### Stated problem 1
Please reproduce every line of the location labeling records below, requests included, and raise each coordinate in the answers by 63.

§

Staffordshire Bull Terrier Appearance

With a sleek, smooth coat, the Staffie is fairly short, and relatively heavy for their size but despite their tough appearance, they are a very gentle dog breed. You’ll be able to spot one immediately, given their stocky build and bright, expressive eyes. The Staffordshire Bull Terrier colours are red, fawn, black, blue, brindle or any combination of these with white. 

Staffordshire Bull Terrier Personality

A well-bred, well-socialised the Staffordshire Bull Terrier should have an impeccable temperament and be especially good-natured (if not somewhat boisterous!) with people. With other dogs or animals, however, Staffordshire Bull Terriers can be less than friendly, though a great deal depends on his early socialisation and training. Some Staffordshire Terriers live perfectly happily with other dogs and cats, although others cannot be walked off-lead in areas where they might meet another dog. Early and ongoing socialisation is essential.

§

### Stated problem 2
Copy the passage on the Staffordshire Bull Terrier word for word, from "Staffordshire Bull Terrier Appearance" up to and including "these with white.".

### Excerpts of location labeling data

§

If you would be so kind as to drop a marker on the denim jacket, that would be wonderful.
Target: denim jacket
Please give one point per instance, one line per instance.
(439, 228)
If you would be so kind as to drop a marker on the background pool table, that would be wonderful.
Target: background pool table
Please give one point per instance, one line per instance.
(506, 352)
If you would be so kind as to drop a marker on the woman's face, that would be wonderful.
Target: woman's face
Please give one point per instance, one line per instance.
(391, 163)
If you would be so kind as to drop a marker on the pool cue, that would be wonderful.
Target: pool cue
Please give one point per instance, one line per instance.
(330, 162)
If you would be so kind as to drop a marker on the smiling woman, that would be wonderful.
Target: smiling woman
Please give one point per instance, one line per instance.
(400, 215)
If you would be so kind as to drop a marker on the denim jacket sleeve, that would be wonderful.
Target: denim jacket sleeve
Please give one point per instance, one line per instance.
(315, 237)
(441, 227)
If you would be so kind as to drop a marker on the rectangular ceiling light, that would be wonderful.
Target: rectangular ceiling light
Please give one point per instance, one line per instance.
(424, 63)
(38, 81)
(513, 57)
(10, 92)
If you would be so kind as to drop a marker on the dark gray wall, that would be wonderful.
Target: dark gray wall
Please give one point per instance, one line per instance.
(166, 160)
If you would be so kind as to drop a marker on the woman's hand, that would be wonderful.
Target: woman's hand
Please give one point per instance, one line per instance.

§

### Correct result 1
If you would be so kind as to drop a marker on the denim jacket, that would be wonderful.
Target: denim jacket
Please give one point per instance, one line per instance.
(502, 291)
If you would be so kind as to drop a marker on the background pool table, that would be wonderful.
Target: background pool table
Please give one point per instance, one line per instance.
(569, 415)
If you would be so kind as to drop a marker on the woman's face, that would be wonderful.
Target: woman's face
Please give one point per instance, one line per instance.
(454, 226)
If you would be so kind as to drop a marker on the pool cue, that would be wonderful.
Target: pool cue
Please give one point per instance, one line per instance.
(393, 225)
If you would be so kind as to drop a marker on the smiling woman, that would be wonderful.
Target: smiling woman
Please give one point per instance, one line per instance.
(463, 278)
If you would be so kind as to drop a marker on the denim jacket sleeve, that would be wonderful.
Target: denim jacket sleeve
Please give one point per instance, one line per instance.
(378, 300)
(504, 290)
If you would be so kind as to drop a marker on the rectangular ceiling light, that would be wonderful.
Target: rectangular ceiling light
Please give one point per instance, one line per instance.
(487, 126)
(101, 144)
(576, 120)
(73, 155)
If you would be so kind as to drop a marker on the dark gray wall, that would be wonderful.
Target: dark gray wall
Please give one point per instance, one line per instance.
(229, 223)
If you would be so kind as to drop a marker on the woman's hand, that would be wonderful.
Target: woman's hand
Please give one point per instance, one line per instance.

### Correct result 2
Staffordshire Bull Terrier Appearance

With a sleek, smooth coat, the Staffie is fairly short, and relatively heavy for their size but despite their tough appearance, they are a very gentle dog breed. You’ll be able to spot one immediately, given their stocky build and bright, expressive eyes. The Staffordshire Bull Terrier colours are red, fawn, black, blue, brindle or any combination of these with white.